[Point localization data]
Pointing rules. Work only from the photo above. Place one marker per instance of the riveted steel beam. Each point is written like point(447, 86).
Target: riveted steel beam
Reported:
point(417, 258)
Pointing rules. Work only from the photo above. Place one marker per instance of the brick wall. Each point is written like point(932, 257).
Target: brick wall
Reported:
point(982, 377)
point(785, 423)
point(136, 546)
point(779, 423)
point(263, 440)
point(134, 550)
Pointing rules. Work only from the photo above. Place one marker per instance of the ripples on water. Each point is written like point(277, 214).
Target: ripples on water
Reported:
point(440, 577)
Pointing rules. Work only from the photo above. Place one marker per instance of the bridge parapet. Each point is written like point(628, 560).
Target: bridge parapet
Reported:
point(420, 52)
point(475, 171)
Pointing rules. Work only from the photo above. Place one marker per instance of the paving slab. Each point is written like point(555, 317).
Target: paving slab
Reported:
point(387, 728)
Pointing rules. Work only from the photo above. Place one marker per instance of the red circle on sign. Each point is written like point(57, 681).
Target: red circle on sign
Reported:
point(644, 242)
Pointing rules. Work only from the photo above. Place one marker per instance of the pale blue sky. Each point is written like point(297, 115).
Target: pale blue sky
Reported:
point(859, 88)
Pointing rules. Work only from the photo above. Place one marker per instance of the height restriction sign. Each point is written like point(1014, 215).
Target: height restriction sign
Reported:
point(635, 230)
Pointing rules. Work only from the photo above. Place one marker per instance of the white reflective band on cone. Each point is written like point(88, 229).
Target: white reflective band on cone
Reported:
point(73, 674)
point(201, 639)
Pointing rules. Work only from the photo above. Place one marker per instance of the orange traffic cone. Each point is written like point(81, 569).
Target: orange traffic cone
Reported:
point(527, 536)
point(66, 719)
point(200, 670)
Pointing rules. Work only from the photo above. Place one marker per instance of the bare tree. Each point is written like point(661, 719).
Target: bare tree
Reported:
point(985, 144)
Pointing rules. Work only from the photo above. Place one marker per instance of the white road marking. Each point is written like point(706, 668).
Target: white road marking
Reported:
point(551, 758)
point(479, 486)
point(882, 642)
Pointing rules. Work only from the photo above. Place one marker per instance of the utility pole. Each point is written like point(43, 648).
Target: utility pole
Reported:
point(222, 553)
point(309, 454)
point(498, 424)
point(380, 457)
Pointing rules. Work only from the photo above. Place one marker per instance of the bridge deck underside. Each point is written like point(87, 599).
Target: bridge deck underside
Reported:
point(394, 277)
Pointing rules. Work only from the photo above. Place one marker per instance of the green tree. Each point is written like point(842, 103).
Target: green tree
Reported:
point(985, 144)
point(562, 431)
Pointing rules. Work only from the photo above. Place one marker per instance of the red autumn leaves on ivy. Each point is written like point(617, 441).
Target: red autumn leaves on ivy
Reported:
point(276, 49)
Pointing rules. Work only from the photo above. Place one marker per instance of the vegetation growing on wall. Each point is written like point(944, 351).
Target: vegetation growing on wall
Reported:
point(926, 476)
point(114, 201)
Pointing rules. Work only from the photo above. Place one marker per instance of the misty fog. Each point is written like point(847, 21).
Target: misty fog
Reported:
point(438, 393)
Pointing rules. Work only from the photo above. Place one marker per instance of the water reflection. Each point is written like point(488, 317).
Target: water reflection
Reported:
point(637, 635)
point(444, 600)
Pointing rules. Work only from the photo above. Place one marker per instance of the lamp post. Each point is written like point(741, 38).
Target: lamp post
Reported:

...

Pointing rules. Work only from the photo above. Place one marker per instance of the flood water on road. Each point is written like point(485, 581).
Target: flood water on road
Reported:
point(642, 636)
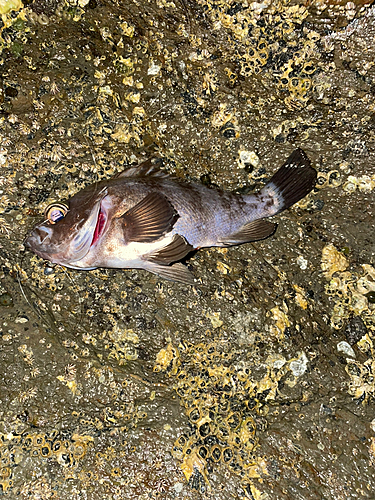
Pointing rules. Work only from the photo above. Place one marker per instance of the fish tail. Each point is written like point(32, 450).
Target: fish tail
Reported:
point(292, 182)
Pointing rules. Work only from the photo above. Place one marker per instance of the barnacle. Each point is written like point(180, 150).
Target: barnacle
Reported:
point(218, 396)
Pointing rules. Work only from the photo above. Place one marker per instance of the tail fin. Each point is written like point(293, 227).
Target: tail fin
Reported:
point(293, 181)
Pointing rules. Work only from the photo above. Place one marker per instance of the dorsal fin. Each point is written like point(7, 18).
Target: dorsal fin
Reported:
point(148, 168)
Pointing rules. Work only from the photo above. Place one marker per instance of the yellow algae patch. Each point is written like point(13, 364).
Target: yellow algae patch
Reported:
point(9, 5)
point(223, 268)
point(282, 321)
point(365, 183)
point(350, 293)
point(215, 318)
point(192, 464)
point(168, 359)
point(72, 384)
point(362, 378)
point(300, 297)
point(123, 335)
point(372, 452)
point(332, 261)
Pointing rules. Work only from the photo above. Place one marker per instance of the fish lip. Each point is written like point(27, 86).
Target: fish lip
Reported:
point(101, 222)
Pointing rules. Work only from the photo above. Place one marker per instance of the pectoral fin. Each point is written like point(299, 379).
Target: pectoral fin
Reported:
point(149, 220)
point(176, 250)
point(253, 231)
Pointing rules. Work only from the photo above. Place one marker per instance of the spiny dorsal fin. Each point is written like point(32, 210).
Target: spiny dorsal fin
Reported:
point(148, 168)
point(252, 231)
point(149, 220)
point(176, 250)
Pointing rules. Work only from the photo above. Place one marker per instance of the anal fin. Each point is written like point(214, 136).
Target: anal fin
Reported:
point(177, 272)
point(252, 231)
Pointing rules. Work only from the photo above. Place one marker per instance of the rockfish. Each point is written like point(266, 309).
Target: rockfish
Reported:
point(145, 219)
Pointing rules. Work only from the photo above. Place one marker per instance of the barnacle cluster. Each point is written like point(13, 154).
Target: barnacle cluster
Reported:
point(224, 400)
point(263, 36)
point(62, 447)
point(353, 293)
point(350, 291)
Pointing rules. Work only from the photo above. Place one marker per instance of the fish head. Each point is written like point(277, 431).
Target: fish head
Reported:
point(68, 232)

--

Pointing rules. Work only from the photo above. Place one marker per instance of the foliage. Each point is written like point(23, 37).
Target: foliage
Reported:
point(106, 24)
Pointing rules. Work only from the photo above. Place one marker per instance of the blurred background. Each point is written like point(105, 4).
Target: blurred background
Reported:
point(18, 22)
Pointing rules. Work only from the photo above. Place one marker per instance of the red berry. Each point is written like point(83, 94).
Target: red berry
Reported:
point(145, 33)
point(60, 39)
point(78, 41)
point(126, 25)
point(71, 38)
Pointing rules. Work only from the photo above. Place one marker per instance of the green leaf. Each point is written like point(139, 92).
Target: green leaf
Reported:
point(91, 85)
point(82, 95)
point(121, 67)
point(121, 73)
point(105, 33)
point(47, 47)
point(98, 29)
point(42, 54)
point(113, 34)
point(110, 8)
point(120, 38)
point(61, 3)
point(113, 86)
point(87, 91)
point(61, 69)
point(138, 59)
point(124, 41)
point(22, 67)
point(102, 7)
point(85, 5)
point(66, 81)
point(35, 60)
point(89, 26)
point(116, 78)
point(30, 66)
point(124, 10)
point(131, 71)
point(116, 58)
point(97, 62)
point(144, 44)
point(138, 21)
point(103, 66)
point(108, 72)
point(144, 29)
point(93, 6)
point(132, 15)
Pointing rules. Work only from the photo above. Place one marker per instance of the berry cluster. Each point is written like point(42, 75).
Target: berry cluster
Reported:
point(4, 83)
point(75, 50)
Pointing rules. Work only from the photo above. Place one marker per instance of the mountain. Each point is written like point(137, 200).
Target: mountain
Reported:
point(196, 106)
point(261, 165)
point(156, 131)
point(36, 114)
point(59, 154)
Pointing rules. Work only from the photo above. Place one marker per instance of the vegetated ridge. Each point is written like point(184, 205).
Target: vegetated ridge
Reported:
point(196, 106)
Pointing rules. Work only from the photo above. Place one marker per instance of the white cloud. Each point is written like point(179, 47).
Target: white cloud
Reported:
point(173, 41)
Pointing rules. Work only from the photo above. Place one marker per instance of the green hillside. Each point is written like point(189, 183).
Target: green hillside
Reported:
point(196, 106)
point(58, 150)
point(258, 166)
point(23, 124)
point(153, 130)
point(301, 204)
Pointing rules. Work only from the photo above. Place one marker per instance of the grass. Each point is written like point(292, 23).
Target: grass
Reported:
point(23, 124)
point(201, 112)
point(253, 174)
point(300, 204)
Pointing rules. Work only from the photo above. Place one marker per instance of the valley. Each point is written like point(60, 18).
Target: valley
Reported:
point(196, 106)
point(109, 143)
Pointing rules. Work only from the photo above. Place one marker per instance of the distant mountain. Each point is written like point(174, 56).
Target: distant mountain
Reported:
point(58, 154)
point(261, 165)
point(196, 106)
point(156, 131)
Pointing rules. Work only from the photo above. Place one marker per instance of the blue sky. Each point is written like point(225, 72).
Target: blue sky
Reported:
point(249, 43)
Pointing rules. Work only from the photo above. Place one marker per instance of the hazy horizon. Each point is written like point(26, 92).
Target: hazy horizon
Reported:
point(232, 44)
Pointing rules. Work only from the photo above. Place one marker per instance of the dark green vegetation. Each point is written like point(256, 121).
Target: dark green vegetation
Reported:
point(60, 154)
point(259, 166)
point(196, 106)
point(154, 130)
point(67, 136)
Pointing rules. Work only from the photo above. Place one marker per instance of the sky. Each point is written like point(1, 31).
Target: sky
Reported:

• [WHAT TO DO]: Report, for the data above, every line in which the string "mountain" appears.

• [RESPONSE TO THIS EXERCISE]:
Pointing rules. Work only from the photo above. Place one marker per instance of the mountain. Each point is written like point(137, 200).
Target: mountain
Pointing rules. Work only from the photo above. Place one marker per instance of the distant mountain. Each point is written like point(174, 56).
Target: distant mountain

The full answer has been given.